#### Material supplied
* START *

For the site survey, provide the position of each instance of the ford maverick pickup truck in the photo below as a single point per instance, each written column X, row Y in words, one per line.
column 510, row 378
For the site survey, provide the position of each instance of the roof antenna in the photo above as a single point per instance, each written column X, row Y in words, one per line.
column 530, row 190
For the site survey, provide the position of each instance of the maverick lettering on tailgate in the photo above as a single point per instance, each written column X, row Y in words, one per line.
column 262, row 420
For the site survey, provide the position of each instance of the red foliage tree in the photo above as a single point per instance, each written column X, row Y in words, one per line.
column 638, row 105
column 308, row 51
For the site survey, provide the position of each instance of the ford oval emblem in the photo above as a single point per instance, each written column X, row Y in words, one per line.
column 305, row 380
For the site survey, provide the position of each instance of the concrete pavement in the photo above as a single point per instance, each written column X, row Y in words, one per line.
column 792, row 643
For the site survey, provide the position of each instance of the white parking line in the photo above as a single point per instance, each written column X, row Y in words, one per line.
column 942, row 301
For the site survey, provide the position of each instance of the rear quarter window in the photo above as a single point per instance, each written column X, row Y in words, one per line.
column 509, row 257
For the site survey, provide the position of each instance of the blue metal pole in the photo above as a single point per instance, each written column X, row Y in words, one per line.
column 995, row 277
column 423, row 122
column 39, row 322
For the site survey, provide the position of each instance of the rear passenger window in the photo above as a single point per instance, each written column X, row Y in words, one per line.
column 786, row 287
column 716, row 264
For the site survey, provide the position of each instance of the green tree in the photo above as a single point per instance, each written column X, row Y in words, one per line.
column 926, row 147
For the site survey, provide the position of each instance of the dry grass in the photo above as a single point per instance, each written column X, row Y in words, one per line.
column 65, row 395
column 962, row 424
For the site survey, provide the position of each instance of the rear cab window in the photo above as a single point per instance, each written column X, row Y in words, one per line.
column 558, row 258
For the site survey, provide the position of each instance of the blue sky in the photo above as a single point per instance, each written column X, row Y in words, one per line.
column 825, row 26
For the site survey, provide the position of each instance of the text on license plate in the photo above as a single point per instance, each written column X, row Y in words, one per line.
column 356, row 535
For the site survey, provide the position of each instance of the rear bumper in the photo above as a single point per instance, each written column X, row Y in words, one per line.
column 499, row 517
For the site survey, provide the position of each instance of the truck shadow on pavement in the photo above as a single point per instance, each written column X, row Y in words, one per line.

* END *

#### What the task requires
Lay out the part of the items that opens with the line containing "the ford oval" and closes with the line containing "column 305, row 380" as a JSON list of strings, one string per line, with both end lines included and any blank lines left out.

#### Expected answer
[
  "For the site survey, provide the position of each instance of the ford oval emblem in the photo above as a single point per instance, each written column X, row Y in words, one per line.",
  "column 305, row 380"
]